- _Work to be completed_
Quote, word for word, the lines of the entries below, starting at the line that contains "Where can you see the man" and ending at the line that contains "column 314, row 229", with both of those lines included.

- _Source material_
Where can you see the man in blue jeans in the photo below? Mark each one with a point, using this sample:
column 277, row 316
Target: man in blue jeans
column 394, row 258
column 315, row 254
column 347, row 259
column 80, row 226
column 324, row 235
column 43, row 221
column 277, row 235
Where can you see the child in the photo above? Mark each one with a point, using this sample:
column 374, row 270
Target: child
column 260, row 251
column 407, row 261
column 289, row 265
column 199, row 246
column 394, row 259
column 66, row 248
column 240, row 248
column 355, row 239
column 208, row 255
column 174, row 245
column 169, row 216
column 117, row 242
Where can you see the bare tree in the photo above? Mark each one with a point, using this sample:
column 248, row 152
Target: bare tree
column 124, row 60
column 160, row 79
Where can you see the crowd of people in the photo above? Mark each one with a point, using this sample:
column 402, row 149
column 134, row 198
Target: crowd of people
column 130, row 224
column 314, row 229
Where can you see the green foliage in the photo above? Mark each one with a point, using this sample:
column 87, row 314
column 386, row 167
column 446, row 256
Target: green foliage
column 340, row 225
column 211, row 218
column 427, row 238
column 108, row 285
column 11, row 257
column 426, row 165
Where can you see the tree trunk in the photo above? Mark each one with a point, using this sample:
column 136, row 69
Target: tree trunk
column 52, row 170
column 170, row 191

--

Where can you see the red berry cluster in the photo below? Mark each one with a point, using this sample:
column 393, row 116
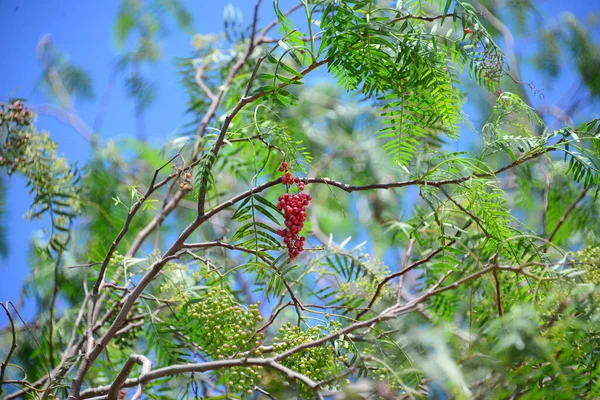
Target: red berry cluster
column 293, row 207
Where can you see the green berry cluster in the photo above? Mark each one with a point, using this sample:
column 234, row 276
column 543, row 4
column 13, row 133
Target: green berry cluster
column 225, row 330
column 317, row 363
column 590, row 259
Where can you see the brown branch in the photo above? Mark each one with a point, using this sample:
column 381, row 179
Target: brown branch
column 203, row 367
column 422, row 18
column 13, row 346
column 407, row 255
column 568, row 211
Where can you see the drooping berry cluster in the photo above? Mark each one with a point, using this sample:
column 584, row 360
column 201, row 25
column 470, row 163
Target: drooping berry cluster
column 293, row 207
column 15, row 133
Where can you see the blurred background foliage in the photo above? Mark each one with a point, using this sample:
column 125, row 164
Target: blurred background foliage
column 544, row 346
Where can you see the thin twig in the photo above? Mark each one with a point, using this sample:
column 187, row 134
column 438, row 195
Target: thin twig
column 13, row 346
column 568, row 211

- _Completed exercise_
Where can you see the man in blue jeans in the photo below? Mark each one with a point, using this sample:
column 277, row 316
Target: man in blue jeans
column 394, row 258
column 315, row 254
column 347, row 259
column 80, row 226
column 324, row 235
column 43, row 221
column 277, row 235
Where can you see the child in the photo above? Mark each one with a point, using this sample:
column 374, row 270
Target: child
column 260, row 251
column 407, row 261
column 289, row 265
column 199, row 246
column 394, row 259
column 66, row 248
column 240, row 248
column 355, row 239
column 208, row 255
column 174, row 245
column 169, row 216
column 117, row 242
Where can you see the bare tree in the photo above? Mark each one with a point, using this sample:
column 248, row 152
Target: bare tree
column 124, row 60
column 160, row 79
Where can you see the crowd of people in the photo above? Mark each one with a point, using this sample:
column 402, row 149
column 134, row 198
Target: crowd of people
column 130, row 224
column 314, row 229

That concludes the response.